» **TEXT EXCERPT**

============

Set
Set is an inbuilt python data-type, in which many elements can be stored. As in Dictionary, the ordering of elements in a Set do not matter. You can assign any variable to a set using curly braces {}
, and separating the elements using comma ,
.
a = {'value1', 'value2', 'value3'}
The set is now created and stored in the variable a. You can now print the set by using print(a)
.
print(a)
{'value2', 'value1', 'value3'}
Did you see it? The ordering does not matter. They are unordered. Elements can be arranged randomly within a set.
Let’s now check what python calls a set by using the type()
function.
print(type(a)) # prints the type of data of a
<class 'set'>
As expected, python identifies a Set by set
. So, set
is a reserved keyword in Python, like dict
, int
, str
, float
etc.
We can print the length of a set using len()
function.
print(len(a))
3
Nothing new here. It’s all as expected.
Let’s create an empty set using the curly braces {}
.
empty_set = {}
Let’s check the type of empty_set
.
print(type(empty_set))
<class 'dict'>
Woah! It was not an empty set. It is an empty dictionary. So, can we create empty set at all in Python?
The answer is Yes. But it’s not as usual other empty data-types are created like string(''
), list([]
), dictionary({}
) etc. It’s a little bit tricky.
Not that much tricky as you are thinking. Just use set()
without any arguments.
empty_set = set()
print(type(empty_set))
<class 'set'>
Yes! Now the things are going well.
Now, what are the accepted data-types in Sets? A Set can only have immutable data-types, like strings, tuples, numbers (integers, floats, complex) or boolean. A Set cannot have mutable data-types within it, like, lists, dictionaries, or other sets. So, a Set cannot be inserted within another Set. And a set can cantain mixed data-types as shown below.
# A valid Set
set1 = {1, 2, 3, 4, 5} # All same data-types, i.e., integers
print(set1)
{1, 2, 3, 4, 5}
# Another valid Set
set2 = {1, 'Two', 3.0, 4+1j, ('I', 'like', 'Python')} # Mixed data-types, i.e., integer, string, float, complex, tuple.
print(set2)
{1, 3.0, 'Two', (4+1j), ('I', 'like', 'Python')}
# An invalid Set
set3 = {1, 2, ['Python', 'Ruby', 'JavaScript', 'C++'], {'Apples': 2, 'Banana': 6}}
print(set3)
---------------------------------------------------------------------------
TypeError Traceback (most recent call last)
<ipython-input-10-3b4153ab32db> in <module>
1 # An invalid Set
----> 2 set3 = {1, 2, ['Python', 'Ruby', 'JavaScript', 'C++'], {'Apples': 2, 'Banana': 6}}
3 print(set3)
TypeError: unhashable type: 'list'
TypeError
is raised, because mutable data-types were inserted in the Set.
# Another invalid Set
set4 = {'Mathematics', set1, set2, 'Physics'} # set1 and set2 are being supplied within set4
print(set4)

============

» **SET EXERCISE**
Print the part of the Python sets tutorial between "print(set2)" and "3 print(set3)", inclusive. None of the material is needed here.

» **DATA EXCERPTS**
============

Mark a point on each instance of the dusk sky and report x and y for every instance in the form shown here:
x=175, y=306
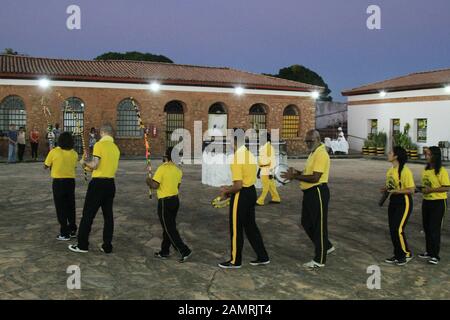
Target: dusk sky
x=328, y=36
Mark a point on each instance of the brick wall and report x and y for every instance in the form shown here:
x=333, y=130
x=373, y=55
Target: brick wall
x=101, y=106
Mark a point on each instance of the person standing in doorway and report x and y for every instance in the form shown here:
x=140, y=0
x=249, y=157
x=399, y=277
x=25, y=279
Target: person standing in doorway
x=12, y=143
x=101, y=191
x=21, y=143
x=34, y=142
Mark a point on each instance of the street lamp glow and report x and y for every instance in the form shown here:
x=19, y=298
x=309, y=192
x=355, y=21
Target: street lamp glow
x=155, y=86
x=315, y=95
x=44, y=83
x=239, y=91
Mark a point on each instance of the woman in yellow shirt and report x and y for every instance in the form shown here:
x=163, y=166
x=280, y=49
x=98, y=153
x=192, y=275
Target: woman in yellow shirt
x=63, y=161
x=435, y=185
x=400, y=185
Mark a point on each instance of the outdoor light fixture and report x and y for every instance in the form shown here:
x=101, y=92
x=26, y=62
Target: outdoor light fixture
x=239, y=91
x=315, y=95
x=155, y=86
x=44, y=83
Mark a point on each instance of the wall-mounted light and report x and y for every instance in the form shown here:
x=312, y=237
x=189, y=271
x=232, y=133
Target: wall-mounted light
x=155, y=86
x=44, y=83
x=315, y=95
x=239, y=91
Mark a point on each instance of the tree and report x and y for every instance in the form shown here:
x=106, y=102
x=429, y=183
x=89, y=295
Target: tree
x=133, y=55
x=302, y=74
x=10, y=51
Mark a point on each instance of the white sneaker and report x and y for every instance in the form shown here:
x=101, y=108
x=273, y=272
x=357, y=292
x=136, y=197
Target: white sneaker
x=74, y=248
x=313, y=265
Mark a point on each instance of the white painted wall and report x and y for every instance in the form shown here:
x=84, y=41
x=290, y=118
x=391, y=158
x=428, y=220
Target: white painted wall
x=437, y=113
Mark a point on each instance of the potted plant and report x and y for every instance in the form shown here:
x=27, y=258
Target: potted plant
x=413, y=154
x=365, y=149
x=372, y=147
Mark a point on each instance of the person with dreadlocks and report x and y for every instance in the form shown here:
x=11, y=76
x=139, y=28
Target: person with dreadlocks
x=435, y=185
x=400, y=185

============

» **CORRECT RESULT**
print(set2)
{1, 3.0, 'Two', (4+1j), ('I', 'like', 'Python')}
# An invalid Set
set3 = {1, 2, ['Python', 'Ruby', 'JavaScript', 'C++'], {'Apples': 2, 'Banana': 6}}
print(set3)
---------------------------------------------------------------------------
TypeError Traceback (most recent call last)
<ipython-input-10-3b4153ab32db> in <module>
1 # An invalid Set
----> 2 set3 = {1, 2, ['Python', 'Ruby', 'JavaScript', 'C++'], {'Apples': 2, 'Banana': 6}}
3 print(set3)